_Exercise goal_
Copy out the data below, changing each "Extract" to "Locate" and keeping every other word the same. Leave the pictures out of your copy.

_Provided records_

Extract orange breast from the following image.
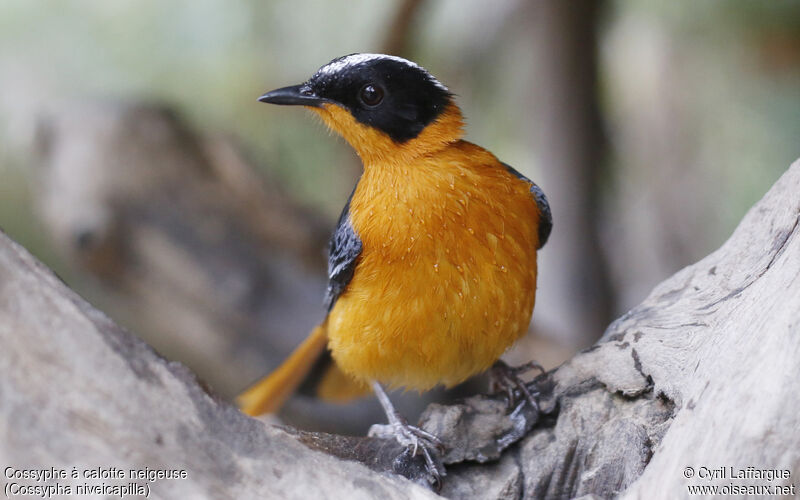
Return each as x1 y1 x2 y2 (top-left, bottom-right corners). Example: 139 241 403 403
328 142 538 390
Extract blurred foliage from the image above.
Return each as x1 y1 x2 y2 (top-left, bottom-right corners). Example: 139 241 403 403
0 0 800 306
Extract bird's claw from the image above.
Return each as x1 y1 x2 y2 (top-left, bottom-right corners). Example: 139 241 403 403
489 361 544 413
369 420 446 489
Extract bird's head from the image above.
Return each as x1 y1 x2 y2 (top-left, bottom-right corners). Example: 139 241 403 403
259 54 463 164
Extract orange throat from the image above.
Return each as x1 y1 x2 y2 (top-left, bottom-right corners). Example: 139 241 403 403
308 103 464 166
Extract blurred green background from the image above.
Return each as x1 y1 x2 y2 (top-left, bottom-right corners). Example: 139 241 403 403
0 0 800 430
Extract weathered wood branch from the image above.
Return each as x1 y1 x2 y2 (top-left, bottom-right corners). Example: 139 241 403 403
0 162 800 498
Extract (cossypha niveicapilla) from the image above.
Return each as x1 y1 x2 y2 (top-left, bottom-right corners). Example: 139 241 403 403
239 54 552 481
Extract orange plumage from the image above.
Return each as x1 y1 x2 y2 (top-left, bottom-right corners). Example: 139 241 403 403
243 53 549 414
320 103 538 390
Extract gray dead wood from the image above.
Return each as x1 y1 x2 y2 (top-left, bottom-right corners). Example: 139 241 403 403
0 229 434 500
0 158 800 498
31 101 468 433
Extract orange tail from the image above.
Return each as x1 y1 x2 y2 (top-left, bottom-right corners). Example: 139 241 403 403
236 322 370 416
236 322 328 416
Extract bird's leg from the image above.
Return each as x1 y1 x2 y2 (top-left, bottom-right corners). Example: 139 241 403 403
369 382 445 485
489 360 544 413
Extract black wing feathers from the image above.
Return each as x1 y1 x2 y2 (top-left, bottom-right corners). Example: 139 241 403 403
325 189 361 311
501 162 553 248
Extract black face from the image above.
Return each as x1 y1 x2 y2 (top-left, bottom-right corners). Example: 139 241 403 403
261 54 451 143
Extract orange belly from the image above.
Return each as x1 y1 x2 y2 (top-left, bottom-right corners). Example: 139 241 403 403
328 142 538 390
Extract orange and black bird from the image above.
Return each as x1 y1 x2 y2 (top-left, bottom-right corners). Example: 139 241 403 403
239 54 552 479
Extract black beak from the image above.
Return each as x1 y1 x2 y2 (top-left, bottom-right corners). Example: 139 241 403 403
258 84 325 106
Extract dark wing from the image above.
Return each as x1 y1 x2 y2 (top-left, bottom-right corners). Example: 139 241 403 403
500 162 553 248
325 189 362 311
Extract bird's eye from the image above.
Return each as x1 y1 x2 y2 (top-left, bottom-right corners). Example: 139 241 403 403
358 83 383 106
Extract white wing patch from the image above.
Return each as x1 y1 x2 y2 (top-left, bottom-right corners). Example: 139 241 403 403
317 54 450 92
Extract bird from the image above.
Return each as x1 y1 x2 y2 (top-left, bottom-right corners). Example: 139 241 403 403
238 53 553 482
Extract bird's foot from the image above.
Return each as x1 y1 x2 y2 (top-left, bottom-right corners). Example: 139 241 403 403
369 416 446 491
489 360 544 413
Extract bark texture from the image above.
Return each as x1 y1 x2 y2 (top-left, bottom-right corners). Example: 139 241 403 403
0 162 800 498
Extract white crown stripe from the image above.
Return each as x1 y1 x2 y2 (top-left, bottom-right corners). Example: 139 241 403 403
317 54 450 92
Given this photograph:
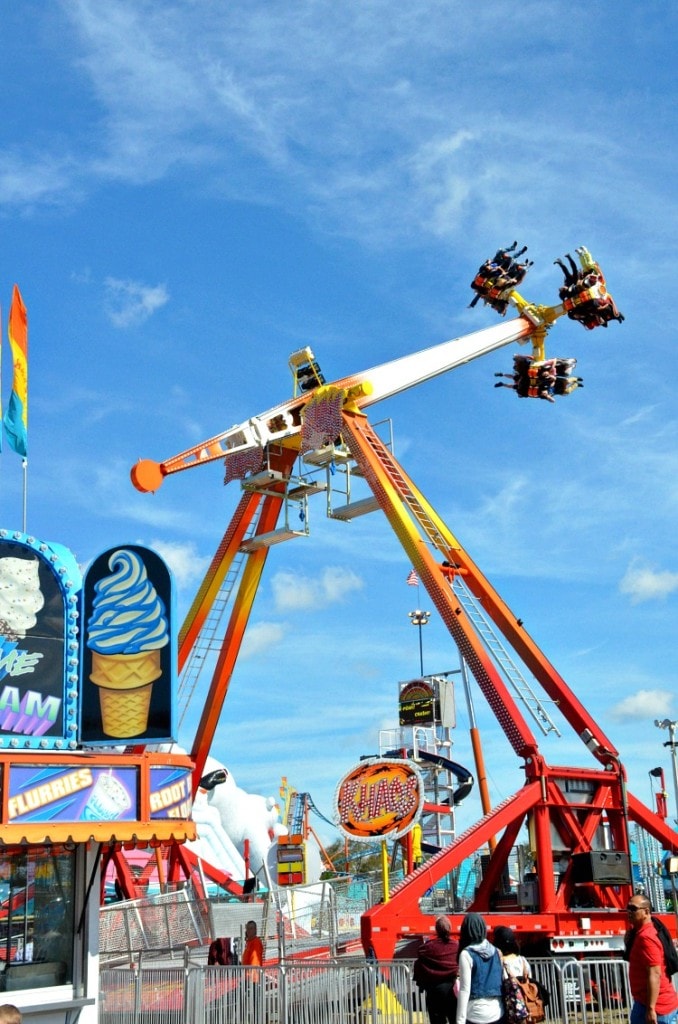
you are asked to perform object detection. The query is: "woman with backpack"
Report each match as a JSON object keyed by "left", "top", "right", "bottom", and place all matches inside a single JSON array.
[
  {"left": 456, "top": 913, "right": 504, "bottom": 1024},
  {"left": 492, "top": 925, "right": 532, "bottom": 978}
]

_Task result_
Locate orange breast from the following image.
Return each as x1 y1 x2 y2 (top-left, bottom-right corners). Example: 139 241 403 403
328 142 538 390
Locate blurred foliage from the image above.
Return each as x1 y1 x2 y2 (top-left, bottom-right corners). Example: 139 241 403 403
0 0 800 306
Locate bird's claw from the image above.
Return each as x1 y1 x2 y2 (top-left, bottom-right corners). Example: 139 241 403 403
489 361 544 413
369 420 446 489
Locate bird's head from the image above.
Return each as x1 y1 x2 y2 (top-left, bottom-right corners). Example: 139 241 403 403
259 54 463 164
Locate orange throat from the image above.
Return each as x1 y1 x2 y2 (top-left, bottom-right corners). Example: 139 241 403 403
308 103 464 166
Locate blurred green background from the image above.
Return each as x1 y1 x2 y2 (top-left, bottom-right corners). Example: 139 241 403 403
0 0 800 430
Locate weathered wood branch from the image above.
Return each as x1 y1 x2 y2 (top-left, bottom-right corners). Example: 139 241 403 403
0 162 800 498
Locate (cossypha niveicapilla) from the image above.
Return each as x1 y1 x2 y2 (top-left, bottom-right corners). Example: 139 241 403 403
239 54 552 481
Locate orange plumage from the image above.
Return each as x1 y1 x2 y2 (top-left, bottom-right corners). Example: 139 241 403 403
243 53 549 414
320 103 538 390
Locate gray dead wood from the image above.
Return each as x1 y1 x2 y2 (top-left, bottom-right corners). Example: 139 241 403 403
0 229 434 500
0 158 800 498
31 101 468 433
Locate orange tail from the image above.
Return each as x1 y1 x2 y2 (top-left, bottom-right corners). Example: 139 241 403 403
236 322 370 416
236 322 328 416
Locate bird's leg from the image above.
Return each as x1 y1 x2 y2 (top-left, bottom-right corners). Example: 139 241 403 403
369 382 445 485
489 360 544 413
Locate black wing feathers from the image above.
Return each as x1 y1 x2 y2 (top-left, bottom-right corners). Example: 139 241 403 403
325 189 361 311
501 162 553 248
Locate black face from the image above.
Return each as x1 y1 x2 y2 (top-left, bottom-right corners). Example: 139 241 403 403
261 54 451 143
Locate orange belly from the image above.
Return each as x1 y1 x2 y2 (top-left, bottom-right corners). Example: 139 241 403 403
328 142 538 390
Locate orange and black bird from the image above.
Return each as x1 y1 x2 y2 (top-left, bottom-right corners). Example: 139 241 403 403
239 54 552 479
Locate black beak from the image above.
Return each as x1 y1 x2 y2 (top-left, bottom-right corners). Example: 139 241 403 403
258 84 325 106
Locate dark wing from the image above.
Return each as x1 y1 x2 y2 (top-left, bottom-right corners). Example: 139 241 403 403
500 162 553 248
325 189 362 311
Locate bird's eye from the image above.
Return each as x1 y1 x2 y2 (top-left, bottom-right corners). Example: 139 241 403 403
358 83 383 106
Locate white wing patch from the image above.
Return each as x1 y1 x2 y2 (top-left, bottom-right corners). Example: 139 241 403 403
317 54 450 92
Locate bird from the image above.
Return each as x1 y1 x2 y2 (top-left, bottom-right corners). Example: 139 241 403 403
238 53 553 482
Locate bird's foot from the image above.
Return each as x1 y1 x2 y2 (top-left, bottom-right corners). Example: 139 241 403 403
369 416 446 491
489 360 544 413
Locate bark texture from the image above.
Return each as x1 y1 x2 y2 (top-left, bottom-right corners). Example: 139 241 403 403
0 162 800 498
Locate white crown stripe from the image above.
Return each as x1 y1 x2 y2 (top-left, bottom-right corners). Example: 139 241 403 403
317 54 450 92
Given this photograph:
you are asked to perform object detection. The query is: "woman with backpack"
Report each match as a JSON object keyed by "left", "top", "right", "bottom", and place all matches inside a single JSON array.
[
  {"left": 456, "top": 913, "right": 504, "bottom": 1024},
  {"left": 492, "top": 925, "right": 532, "bottom": 978}
]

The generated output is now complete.